The track in relation to how it fastens together is unique for 1938, the draw bar pin on the Hudson is on a chain(later versions were sprung loaded) and the freight cars colors were unique that year. The caboose was also lettered Pennsylvania(it is a PRR cabin car to). In 1939 the track changed, switches were added, 2 rail was added, the box car became a PRR car, Hopper changed to black from grey and the caboose had NYC on it but still a PRR prototype. All freight cars were fully diecast and are knockoffs of the Scale-Craft cars of the time. But the Hudson was a total jewel, most OO engines were crude sand cast brass or diecast kits and detailing was left up to the modeler, like a Bowser kit or early decast Mantua with little to no detail. But not the Hudson, it was RTR, detailed as good as its O gauge brother. The semi scale version is still scale size, but is more like a Lionel 773 postwar O gauge Hudson, bare in the detail dept. Mike


----------



## [email protected]

Lionel OO is really a jewel. To me, they are mechancally perfect, running better than their O gauge brethren. It's a shame that Lionel did not continue their OO line after the war.

☆ ☆ ☆

# Directive:
Could you write out the Lionel OO forum excerpt above in full, word for word?

☆ ☆ ☆

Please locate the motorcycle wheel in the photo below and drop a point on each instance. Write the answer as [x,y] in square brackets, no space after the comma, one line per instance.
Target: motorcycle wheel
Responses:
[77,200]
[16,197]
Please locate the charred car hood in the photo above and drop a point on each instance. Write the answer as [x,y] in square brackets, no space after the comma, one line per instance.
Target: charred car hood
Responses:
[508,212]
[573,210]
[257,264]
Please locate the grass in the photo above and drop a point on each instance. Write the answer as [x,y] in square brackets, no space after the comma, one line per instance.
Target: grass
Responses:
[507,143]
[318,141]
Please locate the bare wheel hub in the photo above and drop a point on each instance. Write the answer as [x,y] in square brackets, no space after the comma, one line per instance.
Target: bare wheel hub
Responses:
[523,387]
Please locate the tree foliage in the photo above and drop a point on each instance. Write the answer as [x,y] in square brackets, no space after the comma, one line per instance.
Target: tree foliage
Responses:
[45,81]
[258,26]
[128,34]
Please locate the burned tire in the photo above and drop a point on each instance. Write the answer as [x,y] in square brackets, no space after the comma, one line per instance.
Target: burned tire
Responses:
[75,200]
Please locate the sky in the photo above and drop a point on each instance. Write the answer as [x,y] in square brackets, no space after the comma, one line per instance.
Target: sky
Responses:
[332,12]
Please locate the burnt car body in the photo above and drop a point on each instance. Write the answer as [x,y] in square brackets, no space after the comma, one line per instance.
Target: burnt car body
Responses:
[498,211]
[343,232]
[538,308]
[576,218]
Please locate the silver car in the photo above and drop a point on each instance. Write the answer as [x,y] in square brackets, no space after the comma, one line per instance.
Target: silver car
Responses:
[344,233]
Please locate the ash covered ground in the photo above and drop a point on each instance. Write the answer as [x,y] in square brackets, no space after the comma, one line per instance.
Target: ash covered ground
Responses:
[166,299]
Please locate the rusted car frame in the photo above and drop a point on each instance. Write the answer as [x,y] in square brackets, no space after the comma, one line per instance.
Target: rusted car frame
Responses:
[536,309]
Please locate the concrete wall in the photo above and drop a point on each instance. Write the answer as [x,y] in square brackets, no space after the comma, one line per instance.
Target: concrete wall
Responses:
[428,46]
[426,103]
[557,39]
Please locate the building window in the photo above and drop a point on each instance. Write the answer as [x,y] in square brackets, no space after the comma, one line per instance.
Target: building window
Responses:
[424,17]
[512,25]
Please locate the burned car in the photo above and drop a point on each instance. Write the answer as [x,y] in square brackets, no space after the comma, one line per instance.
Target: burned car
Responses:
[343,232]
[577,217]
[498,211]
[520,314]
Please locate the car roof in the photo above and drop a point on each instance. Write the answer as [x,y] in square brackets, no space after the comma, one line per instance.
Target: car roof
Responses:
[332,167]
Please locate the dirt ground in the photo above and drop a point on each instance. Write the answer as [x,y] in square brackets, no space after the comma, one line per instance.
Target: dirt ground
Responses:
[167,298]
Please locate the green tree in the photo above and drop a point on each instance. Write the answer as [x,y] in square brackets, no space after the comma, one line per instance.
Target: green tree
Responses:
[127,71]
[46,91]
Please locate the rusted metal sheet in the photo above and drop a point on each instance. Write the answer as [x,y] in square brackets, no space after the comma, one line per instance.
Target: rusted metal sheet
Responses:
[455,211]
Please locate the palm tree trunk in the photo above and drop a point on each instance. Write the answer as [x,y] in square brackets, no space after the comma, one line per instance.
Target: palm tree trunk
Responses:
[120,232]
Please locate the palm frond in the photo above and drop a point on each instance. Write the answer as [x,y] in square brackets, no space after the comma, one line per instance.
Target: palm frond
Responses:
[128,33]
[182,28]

☆ ☆ ☆

# Response below:
The track in relation to how it fastens together is unique for 1938, the draw bar pin on the Hudson is on a chain(later versions were sprung loaded) and the freight cars colors were unique that year. The caboose was also lettered Pennsylvania(it is a PRR cabin car to). In 1939 the track changed, switches were added, 2 rail was added, the box car became a PRR car, Hopper changed to black from grey and the caboose had NYC on it but still a PRR prototype. All freight cars were fully diecast and are knockoffs of the Scale-Craft cars of the time. But the Hudson was a total jewel, most OO engines were crude sand cast brass or diecast kits and detailing was left up to the modeler, like a Bowser kit or early decast Mantua with little to no detail. But not the Hudson, it was RTR, detailed as good as its O gauge brother. The semi scale version is still scale size, but is more like a Lionel 773 postwar O gauge Hudson, bare in the detail dept. Mike


----------



## [email protected]

Lionel OO is really a jewel. To me, they are mechancally perfect, running better than their O gauge brethren. It's a shame that Lionel did not continue their OO line after the war.